Exercise:
Convert each line of the records below into a numbered list, omitting any blank lines.

Data rows:
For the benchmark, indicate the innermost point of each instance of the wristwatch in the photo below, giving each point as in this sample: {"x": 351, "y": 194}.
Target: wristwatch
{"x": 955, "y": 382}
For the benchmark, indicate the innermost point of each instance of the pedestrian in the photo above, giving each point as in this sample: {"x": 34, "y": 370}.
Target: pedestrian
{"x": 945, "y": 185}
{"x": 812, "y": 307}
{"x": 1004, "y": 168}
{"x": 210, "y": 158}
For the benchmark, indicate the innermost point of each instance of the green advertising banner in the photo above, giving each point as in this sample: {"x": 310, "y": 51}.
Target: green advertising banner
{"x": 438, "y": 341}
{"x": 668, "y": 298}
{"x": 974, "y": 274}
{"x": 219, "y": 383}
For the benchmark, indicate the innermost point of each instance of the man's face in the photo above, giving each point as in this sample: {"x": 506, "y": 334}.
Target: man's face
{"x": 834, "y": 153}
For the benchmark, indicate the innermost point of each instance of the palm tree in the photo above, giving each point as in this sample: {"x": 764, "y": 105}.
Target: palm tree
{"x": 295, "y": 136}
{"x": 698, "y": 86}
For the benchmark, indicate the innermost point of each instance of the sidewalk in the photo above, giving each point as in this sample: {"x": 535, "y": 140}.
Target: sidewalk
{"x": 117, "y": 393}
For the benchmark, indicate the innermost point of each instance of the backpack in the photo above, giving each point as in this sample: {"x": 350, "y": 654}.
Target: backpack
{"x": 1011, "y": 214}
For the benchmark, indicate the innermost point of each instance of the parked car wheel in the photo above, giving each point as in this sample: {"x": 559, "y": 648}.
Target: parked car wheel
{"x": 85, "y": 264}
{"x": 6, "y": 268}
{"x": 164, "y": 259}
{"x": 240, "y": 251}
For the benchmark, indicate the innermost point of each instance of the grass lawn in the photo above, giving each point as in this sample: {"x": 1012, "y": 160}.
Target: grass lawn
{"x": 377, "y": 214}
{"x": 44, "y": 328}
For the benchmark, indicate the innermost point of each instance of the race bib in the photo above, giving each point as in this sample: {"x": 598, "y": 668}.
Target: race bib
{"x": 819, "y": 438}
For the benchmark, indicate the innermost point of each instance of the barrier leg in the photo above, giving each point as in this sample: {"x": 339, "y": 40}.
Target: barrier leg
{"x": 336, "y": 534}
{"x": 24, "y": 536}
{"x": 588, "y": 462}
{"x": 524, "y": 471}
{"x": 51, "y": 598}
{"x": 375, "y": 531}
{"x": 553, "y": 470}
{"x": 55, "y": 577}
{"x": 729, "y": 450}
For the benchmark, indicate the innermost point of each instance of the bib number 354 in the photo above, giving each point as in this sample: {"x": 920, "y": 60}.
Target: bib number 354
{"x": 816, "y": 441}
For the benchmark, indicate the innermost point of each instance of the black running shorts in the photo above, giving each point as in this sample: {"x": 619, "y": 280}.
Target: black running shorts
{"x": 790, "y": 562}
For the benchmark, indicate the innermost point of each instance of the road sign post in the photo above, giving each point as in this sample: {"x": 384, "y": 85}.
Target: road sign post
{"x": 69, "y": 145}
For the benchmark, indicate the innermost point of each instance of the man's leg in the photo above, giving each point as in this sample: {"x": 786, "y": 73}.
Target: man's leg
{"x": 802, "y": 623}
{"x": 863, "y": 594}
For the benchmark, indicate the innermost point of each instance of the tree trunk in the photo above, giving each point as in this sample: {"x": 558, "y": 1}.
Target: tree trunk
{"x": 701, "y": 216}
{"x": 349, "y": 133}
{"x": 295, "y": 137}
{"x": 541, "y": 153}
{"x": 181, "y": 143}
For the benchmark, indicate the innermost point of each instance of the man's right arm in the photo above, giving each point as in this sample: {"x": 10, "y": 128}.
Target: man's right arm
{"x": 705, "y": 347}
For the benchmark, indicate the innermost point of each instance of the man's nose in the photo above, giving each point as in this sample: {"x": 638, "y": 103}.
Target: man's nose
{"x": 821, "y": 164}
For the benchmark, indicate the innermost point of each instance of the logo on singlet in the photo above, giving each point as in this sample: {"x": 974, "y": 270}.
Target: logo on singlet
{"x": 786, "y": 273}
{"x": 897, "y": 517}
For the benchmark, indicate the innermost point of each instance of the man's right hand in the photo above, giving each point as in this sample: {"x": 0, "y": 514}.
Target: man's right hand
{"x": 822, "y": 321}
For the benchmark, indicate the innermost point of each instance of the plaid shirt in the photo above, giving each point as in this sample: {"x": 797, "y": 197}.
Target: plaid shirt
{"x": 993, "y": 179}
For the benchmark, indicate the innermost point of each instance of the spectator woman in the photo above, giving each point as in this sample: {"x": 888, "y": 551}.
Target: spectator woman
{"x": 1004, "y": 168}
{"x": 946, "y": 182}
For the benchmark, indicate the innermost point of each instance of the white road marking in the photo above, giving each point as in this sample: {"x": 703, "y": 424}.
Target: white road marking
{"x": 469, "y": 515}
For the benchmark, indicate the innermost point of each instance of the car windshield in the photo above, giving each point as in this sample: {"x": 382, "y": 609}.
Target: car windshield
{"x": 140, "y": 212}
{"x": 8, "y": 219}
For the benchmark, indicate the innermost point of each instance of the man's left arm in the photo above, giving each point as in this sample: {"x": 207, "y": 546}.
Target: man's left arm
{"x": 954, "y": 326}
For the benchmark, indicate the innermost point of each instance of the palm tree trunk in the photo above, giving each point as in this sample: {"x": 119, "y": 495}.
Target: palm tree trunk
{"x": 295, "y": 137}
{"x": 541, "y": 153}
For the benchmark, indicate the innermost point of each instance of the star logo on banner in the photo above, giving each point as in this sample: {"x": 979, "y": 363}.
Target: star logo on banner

Output for this exercise:
1. For the benchmark, indicate the innermost point of each instance of the wristwatch in the photo below, giving each point as in this sample: {"x": 351, "y": 194}.
2. Target: wristwatch
3. {"x": 955, "y": 382}
4. For the benchmark, indicate the innermost point of each instance of the pedestrian in the photo above, giving each point as in this sample: {"x": 34, "y": 370}.
5. Target: pedestrian
6. {"x": 945, "y": 185}
7. {"x": 812, "y": 307}
8. {"x": 1004, "y": 168}
9. {"x": 210, "y": 158}
10. For the benchmark, indicate the innermost point of each instance of the green advertising banner in the photo above, giving each point as in this sample: {"x": 310, "y": 51}.
11. Target: green advertising banner
12. {"x": 438, "y": 341}
13. {"x": 668, "y": 298}
14. {"x": 974, "y": 274}
15. {"x": 219, "y": 383}
16. For the benchmark, indicate the innermost point of each instance of the man's face in the photo above, giving each point as in this sample: {"x": 506, "y": 334}.
17. Target: man's face
18. {"x": 834, "y": 153}
19. For the benchmark, indicate the innermost point of each instance of the palm tree in the photo above, giving each point as in this sample: {"x": 764, "y": 105}.
20. Target: palm tree
21. {"x": 295, "y": 136}
22. {"x": 698, "y": 86}
23. For the benchmark, indicate the innermost point of each instance of the sidewalk in the photo above, giving each point as in this sample: {"x": 535, "y": 140}.
24. Target: sidewalk
25. {"x": 117, "y": 393}
26. For the benchmark, indicate the innermost point of each instance of the backpack in the photo above, giving each point as in this sample: {"x": 350, "y": 654}.
27. Target: backpack
28. {"x": 1011, "y": 214}
29. For the benchmark, indicate the innermost point of each instance of the parked car wheel in the photo above, giving each point as in this sample: {"x": 559, "y": 648}.
30. Target: parked car wheel
31. {"x": 85, "y": 264}
32. {"x": 6, "y": 268}
33. {"x": 164, "y": 259}
34. {"x": 240, "y": 251}
35. For the benchmark, indicate the innermost point of each instance of the grass lawn in the photo above, giving each point as in this sample: {"x": 1012, "y": 160}.
36. Target: grass lawn
37. {"x": 377, "y": 214}
38. {"x": 44, "y": 328}
39. For the benchmark, indicate the innermost point of each instance of the race bib in the photo above, giving each point as in this sample: {"x": 598, "y": 668}.
40. Target: race bib
41. {"x": 819, "y": 438}
42. For the benchmark, indicate the innermost point of each instance of the barrier leg in the photo above, giving each point as in this sample: {"x": 339, "y": 40}.
43. Target: barrier leg
44. {"x": 336, "y": 534}
45. {"x": 24, "y": 536}
46. {"x": 588, "y": 462}
47. {"x": 524, "y": 471}
48. {"x": 51, "y": 598}
49. {"x": 375, "y": 531}
50. {"x": 553, "y": 470}
51. {"x": 55, "y": 577}
52. {"x": 729, "y": 450}
53. For the benchmark, indicate the innermost point of each instance of the bib number 354 in the photo above, giving each point as in this sample: {"x": 920, "y": 60}.
54. Target: bib number 354
55. {"x": 816, "y": 441}
56. For the benchmark, indicate the innermost point of each instance of the black running shorts in the photo above, giving each point as in this sample: {"x": 619, "y": 280}.
57. Target: black running shorts
58. {"x": 790, "y": 562}
59. For the benchmark, indicate the innermost point of each instance of the road sign post in the photo above, giving each point as in this sample: {"x": 384, "y": 85}.
60. Target: road sign post
61. {"x": 69, "y": 145}
62. For the benchmark, indicate the innermost point of each instance of the man's leg in the photo above, giving each point as in this sample: {"x": 786, "y": 73}.
63. Target: man's leg
64. {"x": 802, "y": 623}
65. {"x": 863, "y": 594}
66. For the benchmark, indicate the innermost point of each instance of the tree trunk in the photo above, giving each point as in this sample: {"x": 558, "y": 1}.
67. Target: tree trunk
68. {"x": 701, "y": 216}
69. {"x": 349, "y": 133}
70. {"x": 295, "y": 137}
71. {"x": 541, "y": 153}
72. {"x": 181, "y": 143}
73. For the benchmark, indicate the innermost point of each instance of the man's right arm in the photo above, giving each point as in this sample: {"x": 10, "y": 128}.
74. Target: man's right arm
75. {"x": 705, "y": 347}
76. For the benchmark, indicate the innermost point of each instance of the man's nose in the photo above, giving each point as in this sample: {"x": 638, "y": 103}.
77. Target: man's nose
78. {"x": 821, "y": 164}
79. For the benchmark, indicate the innermost point of each instance of the logo on singlet in the photo above, giving each point as in this sample: {"x": 974, "y": 270}.
80. Target: logo on singlet
81. {"x": 786, "y": 273}
82. {"x": 897, "y": 517}
83. For the benchmark, indicate the innermost point of each instance of the man's right hand in the photo above, giving each point as in this sample: {"x": 0, "y": 514}.
84. Target: man's right hand
85. {"x": 822, "y": 321}
86. For the benchmark, indicate the innermost point of each instance of the plaid shirt in the photo above, giving each point as in this sample: {"x": 797, "y": 197}.
87. Target: plaid shirt
88. {"x": 993, "y": 179}
89. For the benchmark, indicate the innermost point of each instance of the spectator woman in the photo above, giving each point as in this sample: {"x": 888, "y": 551}.
90. Target: spectator woman
91. {"x": 1004, "y": 168}
92. {"x": 946, "y": 182}
93. For the benchmark, indicate the innermost point of each instance of the white road marking in the photo above, giving each point as in this sample: {"x": 703, "y": 424}.
94. Target: white road marking
95. {"x": 469, "y": 515}
96. For the benchmark, indicate the innermost point of each instance of the car windshield in the photo above, giving each point as in this sample: {"x": 382, "y": 609}.
97. Target: car windshield
98. {"x": 140, "y": 212}
99. {"x": 8, "y": 219}
100. For the benchmark, indicate the innermost point of each instance of the man's left arm in the photo above, giving each point as in this sample: {"x": 207, "y": 546}.
101. Target: man's left arm
102. {"x": 954, "y": 326}
103. For the benchmark, indicate the innermost point of each instance of the palm tree trunk in the photo above, giving each point as in this sample: {"x": 119, "y": 495}.
104. Target: palm tree trunk
105. {"x": 295, "y": 137}
106. {"x": 541, "y": 153}
107. For the benchmark, indicate the innermost point of each instance of the star logo on banner in the photo above, giving each point as in this sample: {"x": 979, "y": 363}.
108. Target: star logo on banner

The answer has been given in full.